Express every line of the listing below as a JSON list of strings, one string per line, with blank lines omitted. Leave the pictures out of the answer.

++++ Input rows

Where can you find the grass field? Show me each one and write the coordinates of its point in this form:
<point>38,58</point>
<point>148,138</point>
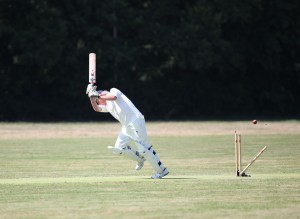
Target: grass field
<point>63,170</point>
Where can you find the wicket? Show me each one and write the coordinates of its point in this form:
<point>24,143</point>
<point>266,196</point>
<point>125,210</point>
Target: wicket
<point>238,156</point>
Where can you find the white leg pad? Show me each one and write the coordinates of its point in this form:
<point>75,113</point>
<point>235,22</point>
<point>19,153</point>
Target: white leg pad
<point>127,152</point>
<point>154,160</point>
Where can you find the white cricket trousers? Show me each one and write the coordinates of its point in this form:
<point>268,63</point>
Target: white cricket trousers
<point>135,131</point>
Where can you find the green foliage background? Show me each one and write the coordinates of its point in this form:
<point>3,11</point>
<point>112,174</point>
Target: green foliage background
<point>175,59</point>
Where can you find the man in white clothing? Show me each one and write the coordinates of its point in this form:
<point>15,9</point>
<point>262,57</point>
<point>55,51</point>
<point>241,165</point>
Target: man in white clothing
<point>133,128</point>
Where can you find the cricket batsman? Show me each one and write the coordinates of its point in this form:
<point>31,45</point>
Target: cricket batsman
<point>133,128</point>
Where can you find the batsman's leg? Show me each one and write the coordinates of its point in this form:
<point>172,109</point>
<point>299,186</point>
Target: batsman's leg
<point>122,148</point>
<point>155,162</point>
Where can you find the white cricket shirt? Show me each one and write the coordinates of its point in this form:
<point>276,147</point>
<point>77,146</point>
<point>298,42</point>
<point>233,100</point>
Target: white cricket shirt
<point>122,108</point>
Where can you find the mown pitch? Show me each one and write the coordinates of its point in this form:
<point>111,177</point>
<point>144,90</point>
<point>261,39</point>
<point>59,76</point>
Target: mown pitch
<point>50,172</point>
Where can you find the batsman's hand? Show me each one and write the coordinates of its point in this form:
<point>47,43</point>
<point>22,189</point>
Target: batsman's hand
<point>90,87</point>
<point>93,93</point>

++++++++

**Exercise result**
[
  "Where can you find the grass field? Show me each one and write the coordinates of its point in this form:",
  "<point>38,58</point>",
  "<point>148,138</point>",
  "Target: grass field",
  "<point>63,170</point>",
  "Where can you find the wicket? Show me each one and write the coordinates of its point in this form:",
  "<point>24,143</point>",
  "<point>266,196</point>",
  "<point>125,210</point>",
  "Target: wicket",
  "<point>238,156</point>",
  "Where can you find the white leg pad? Show me each one and write the coordinates of its point in this form:",
  "<point>75,113</point>",
  "<point>235,22</point>",
  "<point>19,153</point>",
  "Target: white leg pad",
  "<point>127,152</point>",
  "<point>154,160</point>",
  "Where can you find the white cricket trousers? Show me each one and write the coordinates of its point in this form:",
  "<point>268,63</point>",
  "Target: white cricket trousers",
  "<point>135,131</point>",
  "Where can you find the green foliage background? Show me each one and write the coordinates of its point in this form:",
  "<point>3,11</point>",
  "<point>112,174</point>",
  "Target: green foliage background",
  "<point>175,59</point>",
  "Where can you find the man in white clothing? Show me each one and write the coordinates of its point in this form:",
  "<point>15,9</point>",
  "<point>262,57</point>",
  "<point>55,51</point>",
  "<point>241,165</point>",
  "Target: man in white clothing",
  "<point>133,128</point>",
  "Where can you find the cricket batsman? Show me each one and write the coordinates of its point in this form:",
  "<point>31,45</point>",
  "Target: cricket batsman",
  "<point>133,128</point>",
  "Where can you find the batsman's leg? Show me each one and write the coordinates of its point in this form:",
  "<point>172,109</point>",
  "<point>299,186</point>",
  "Target: batsman's leg",
  "<point>122,148</point>",
  "<point>155,162</point>",
  "Where can you find the white cricket shirt? Show me each one and write the coordinates of its point in this form:",
  "<point>276,147</point>",
  "<point>77,146</point>",
  "<point>298,42</point>",
  "<point>233,100</point>",
  "Target: white cricket shirt",
  "<point>122,108</point>",
  "Where can you find the mown pitch? Show me each one and write the coordinates of its point in this form:",
  "<point>111,177</point>",
  "<point>144,90</point>",
  "<point>261,39</point>",
  "<point>59,76</point>",
  "Target: mown pitch",
  "<point>50,172</point>",
  "Where can you find the batsman's hand? Show me each one and write the coordinates of its point in this form:",
  "<point>47,43</point>",
  "<point>22,189</point>",
  "Target: batsman's hand",
  "<point>90,87</point>",
  "<point>93,93</point>"
]